TASK BRIEF = Update the listing below by replacing "wooden stair tread" with "timber stair step" throughout, and reproduce every other line unchanged.
+++
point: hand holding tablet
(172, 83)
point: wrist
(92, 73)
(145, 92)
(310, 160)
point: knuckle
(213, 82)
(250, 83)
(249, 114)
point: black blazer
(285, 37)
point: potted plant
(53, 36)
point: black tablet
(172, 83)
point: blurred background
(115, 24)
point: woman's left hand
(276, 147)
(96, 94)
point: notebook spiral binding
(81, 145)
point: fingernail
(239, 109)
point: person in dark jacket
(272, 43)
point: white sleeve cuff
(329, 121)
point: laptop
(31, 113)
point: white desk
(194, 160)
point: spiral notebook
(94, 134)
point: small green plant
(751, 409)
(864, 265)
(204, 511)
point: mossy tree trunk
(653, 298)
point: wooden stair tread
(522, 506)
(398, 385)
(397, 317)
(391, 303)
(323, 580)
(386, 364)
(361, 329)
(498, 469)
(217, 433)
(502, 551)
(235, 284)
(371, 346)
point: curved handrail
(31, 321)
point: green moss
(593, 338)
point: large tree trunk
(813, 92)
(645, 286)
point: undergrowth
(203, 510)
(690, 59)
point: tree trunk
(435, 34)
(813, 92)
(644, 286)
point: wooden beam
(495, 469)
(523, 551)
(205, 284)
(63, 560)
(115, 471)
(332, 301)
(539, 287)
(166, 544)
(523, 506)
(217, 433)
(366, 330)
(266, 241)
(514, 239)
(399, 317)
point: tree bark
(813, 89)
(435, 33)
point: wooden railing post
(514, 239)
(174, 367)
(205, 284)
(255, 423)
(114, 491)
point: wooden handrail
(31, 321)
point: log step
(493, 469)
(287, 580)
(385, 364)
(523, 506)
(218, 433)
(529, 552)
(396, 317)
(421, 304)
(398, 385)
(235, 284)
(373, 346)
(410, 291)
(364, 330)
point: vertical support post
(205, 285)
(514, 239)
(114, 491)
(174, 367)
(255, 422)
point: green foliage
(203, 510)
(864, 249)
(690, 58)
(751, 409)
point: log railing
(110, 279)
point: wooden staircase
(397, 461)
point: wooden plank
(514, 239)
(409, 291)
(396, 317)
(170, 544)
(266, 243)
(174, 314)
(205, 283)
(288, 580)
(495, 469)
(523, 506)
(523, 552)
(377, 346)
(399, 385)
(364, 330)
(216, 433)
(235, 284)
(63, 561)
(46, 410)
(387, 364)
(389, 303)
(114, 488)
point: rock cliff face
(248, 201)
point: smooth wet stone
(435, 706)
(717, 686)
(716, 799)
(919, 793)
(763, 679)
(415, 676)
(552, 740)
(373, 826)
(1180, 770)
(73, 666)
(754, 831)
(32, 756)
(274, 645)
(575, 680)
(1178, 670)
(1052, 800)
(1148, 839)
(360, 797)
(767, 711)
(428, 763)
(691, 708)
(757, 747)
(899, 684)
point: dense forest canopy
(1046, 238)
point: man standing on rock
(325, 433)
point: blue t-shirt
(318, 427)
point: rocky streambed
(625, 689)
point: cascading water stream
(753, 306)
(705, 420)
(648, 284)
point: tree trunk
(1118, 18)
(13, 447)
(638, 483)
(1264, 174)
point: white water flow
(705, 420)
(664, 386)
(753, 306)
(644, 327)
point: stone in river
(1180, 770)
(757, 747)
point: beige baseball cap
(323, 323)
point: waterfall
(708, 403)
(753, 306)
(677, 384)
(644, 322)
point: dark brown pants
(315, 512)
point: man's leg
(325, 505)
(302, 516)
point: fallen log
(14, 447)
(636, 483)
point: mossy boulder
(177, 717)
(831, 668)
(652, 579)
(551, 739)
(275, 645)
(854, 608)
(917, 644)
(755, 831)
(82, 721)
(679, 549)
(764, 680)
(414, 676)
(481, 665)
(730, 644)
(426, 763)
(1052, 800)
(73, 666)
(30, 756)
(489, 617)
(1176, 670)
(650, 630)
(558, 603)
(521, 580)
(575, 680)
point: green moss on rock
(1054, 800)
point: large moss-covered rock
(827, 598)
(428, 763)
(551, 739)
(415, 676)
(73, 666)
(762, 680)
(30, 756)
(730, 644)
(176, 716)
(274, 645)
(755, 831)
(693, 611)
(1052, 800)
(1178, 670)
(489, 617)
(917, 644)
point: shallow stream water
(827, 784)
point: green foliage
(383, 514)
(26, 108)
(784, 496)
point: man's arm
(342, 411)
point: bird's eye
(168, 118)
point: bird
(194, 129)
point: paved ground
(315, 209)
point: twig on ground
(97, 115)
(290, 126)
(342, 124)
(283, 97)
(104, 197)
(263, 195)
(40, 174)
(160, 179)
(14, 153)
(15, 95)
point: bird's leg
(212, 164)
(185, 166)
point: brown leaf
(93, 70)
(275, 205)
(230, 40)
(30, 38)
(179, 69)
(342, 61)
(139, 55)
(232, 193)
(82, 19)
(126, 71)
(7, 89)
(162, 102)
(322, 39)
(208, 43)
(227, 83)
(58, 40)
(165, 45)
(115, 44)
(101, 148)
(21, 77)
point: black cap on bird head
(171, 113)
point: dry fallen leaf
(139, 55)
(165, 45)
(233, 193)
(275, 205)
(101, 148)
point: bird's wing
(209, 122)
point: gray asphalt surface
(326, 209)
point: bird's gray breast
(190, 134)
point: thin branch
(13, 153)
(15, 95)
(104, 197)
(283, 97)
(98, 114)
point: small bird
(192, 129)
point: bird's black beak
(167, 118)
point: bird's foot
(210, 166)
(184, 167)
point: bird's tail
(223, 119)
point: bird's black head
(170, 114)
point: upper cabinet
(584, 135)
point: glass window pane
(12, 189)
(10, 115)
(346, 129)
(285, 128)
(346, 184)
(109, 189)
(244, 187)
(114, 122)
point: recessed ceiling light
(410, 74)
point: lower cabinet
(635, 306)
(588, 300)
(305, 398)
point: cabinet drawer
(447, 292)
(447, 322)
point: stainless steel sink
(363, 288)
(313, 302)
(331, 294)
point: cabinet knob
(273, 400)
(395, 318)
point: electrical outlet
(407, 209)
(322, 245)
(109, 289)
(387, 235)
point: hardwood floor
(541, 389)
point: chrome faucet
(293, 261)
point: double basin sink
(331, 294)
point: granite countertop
+++
PROBLEM SOLUTION =
point: hand holding tablet
(172, 83)
point: wrist
(92, 73)
(145, 92)
(310, 160)
point: knuckle
(213, 82)
(250, 83)
(249, 114)
point: black blazer
(285, 37)
point: potted plant
(53, 36)
point: black tablet
(172, 83)
point: blurred background
(115, 24)
point: woman's left hand
(276, 147)
(96, 94)
point: notebook spiral binding
(81, 145)
point: fingernail
(239, 109)
point: person in dark jacket
(272, 43)
point: white sleeve cuff
(329, 121)
point: laptop
(31, 113)
point: white desk
(194, 160)
point: spiral notebook
(94, 134)
point: small green plant
(751, 409)
(864, 265)
(204, 511)
point: mossy tree trunk
(653, 298)
point: timber stair step
(522, 506)
(398, 385)
(397, 317)
(391, 303)
(323, 580)
(386, 364)
(361, 329)
(498, 469)
(217, 433)
(502, 551)
(235, 284)
(371, 346)
point: curved handrail
(31, 321)
point: green moss
(593, 338)
point: large tree trunk
(813, 92)
(645, 286)
point: undergrowth
(203, 510)
(690, 59)
point: tree trunk
(435, 34)
(813, 92)
(644, 286)
point: wooden beam
(495, 469)
(523, 551)
(205, 284)
(63, 560)
(115, 471)
(332, 301)
(539, 287)
(166, 544)
(523, 506)
(217, 433)
(366, 330)
(266, 241)
(514, 239)
(399, 317)
point: tree bark
(813, 89)
(435, 33)
point: wooden railing post
(514, 239)
(174, 367)
(205, 284)
(255, 423)
(114, 491)
point: wooden handrail
(31, 321)
point: log step
(493, 469)
(287, 580)
(385, 364)
(523, 506)
(218, 433)
(529, 552)
(396, 317)
(421, 304)
(398, 385)
(235, 284)
(373, 346)
(410, 291)
(364, 330)
point: vertical support post
(205, 285)
(514, 239)
(114, 491)
(174, 367)
(255, 422)
point: green foliage
(203, 510)
(864, 249)
(690, 58)
(751, 409)
point: log railing
(110, 279)
point: wooden staircase
(397, 461)
point: wooden plank
(514, 239)
(409, 291)
(396, 317)
(170, 544)
(266, 243)
(174, 314)
(205, 283)
(288, 580)
(495, 469)
(523, 506)
(523, 552)
(377, 346)
(399, 385)
(364, 330)
(216, 433)
(235, 284)
(63, 561)
(46, 410)
(387, 364)
(389, 303)
(114, 488)
point: rock cliff face
(248, 201)
point: smooth wet stone
(435, 706)
(717, 686)
(716, 799)
(919, 793)
(763, 679)
(415, 676)
(552, 740)
(373, 826)
(1180, 770)
(73, 666)
(754, 831)
(32, 756)
(274, 645)
(575, 680)
(1178, 670)
(1052, 800)
(1148, 839)
(360, 797)
(767, 711)
(428, 763)
(691, 708)
(757, 747)
(899, 684)
point: dense forest canopy
(1046, 238)
point: man standing on rock
(325, 433)
point: blue t-shirt
(318, 427)
point: rocky streambed
(625, 689)
point: cascading water stream
(753, 306)
(705, 420)
(648, 284)
point: tree trunk
(1118, 18)
(13, 447)
(638, 483)
(1264, 174)
point: white water flow
(705, 420)
(664, 386)
(753, 306)
(644, 327)
point: stone in river
(1180, 770)
(757, 747)
point: beige baseball cap
(323, 323)
point: waterfall
(708, 403)
(753, 306)
(677, 384)
(644, 322)
point: dark brown pants
(315, 512)
point: man's leg
(325, 505)
(302, 516)
point: fallen log
(14, 447)
(636, 483)
point: mossy boulder
(177, 717)
(831, 668)
(652, 579)
(551, 739)
(275, 645)
(854, 608)
(917, 644)
(755, 831)
(82, 721)
(679, 549)
(764, 680)
(414, 676)
(481, 665)
(730, 644)
(426, 763)
(1052, 800)
(73, 666)
(30, 756)
(489, 617)
(1176, 670)
(650, 630)
(558, 603)
(521, 580)
(575, 680)
point: green moss on rock
(1054, 800)
point: large moss-covered rock
(827, 598)
(428, 763)
(551, 739)
(415, 676)
(73, 666)
(762, 680)
(30, 756)
(730, 644)
(176, 716)
(274, 645)
(755, 831)
(693, 611)
(1052, 800)
(1178, 670)
(489, 617)
(917, 644)
point: shallow stream water
(827, 784)
point: green foliage
(383, 514)
(26, 108)
(784, 496)
point: man's arm
(342, 411)
point: bird's eye
(168, 118)
point: bird
(194, 129)
point: paved ground
(315, 209)
point: twig on ground
(97, 115)
(290, 126)
(342, 124)
(283, 97)
(104, 197)
(263, 195)
(40, 174)
(160, 179)
(14, 153)
(15, 95)
point: bird's leg
(212, 164)
(185, 166)
point: brown leaf
(93, 70)
(275, 205)
(230, 40)
(30, 38)
(179, 69)
(342, 61)
(139, 55)
(232, 193)
(82, 19)
(126, 71)
(7, 89)
(162, 102)
(322, 39)
(208, 43)
(227, 83)
(58, 40)
(165, 45)
(115, 44)
(101, 148)
(21, 77)
point: black cap on bird head
(171, 113)
point: dry fallen leaf
(139, 55)
(165, 45)
(233, 193)
(275, 205)
(101, 148)
point: bird's wing
(209, 122)
point: gray asphalt surface
(326, 209)
point: bird's gray breast
(190, 134)
point: thin branch
(13, 153)
(15, 95)
(104, 197)
(283, 97)
(98, 114)
point: small bird
(192, 129)
point: bird's black beak
(167, 118)
point: bird's foot
(210, 166)
(184, 167)
point: bird's tail
(223, 119)
point: bird's black head
(170, 114)
point: upper cabinet
(584, 135)
point: glass window pane
(12, 189)
(10, 115)
(346, 129)
(285, 128)
(346, 184)
(109, 189)
(244, 187)
(114, 122)
point: recessed ceiling light
(410, 74)
point: lower cabinet
(635, 306)
(588, 300)
(305, 398)
point: cabinet drawer
(447, 292)
(447, 322)
point: stainless steel sink
(363, 288)
(313, 302)
(331, 294)
point: cabinet knob
(273, 400)
(395, 318)
point: electrical outlet
(407, 209)
(322, 245)
(109, 289)
(387, 235)
point: hardwood floor
(541, 389)
point: chrome faucet
(293, 261)
point: double basin sink
(331, 294)
point: granite countertop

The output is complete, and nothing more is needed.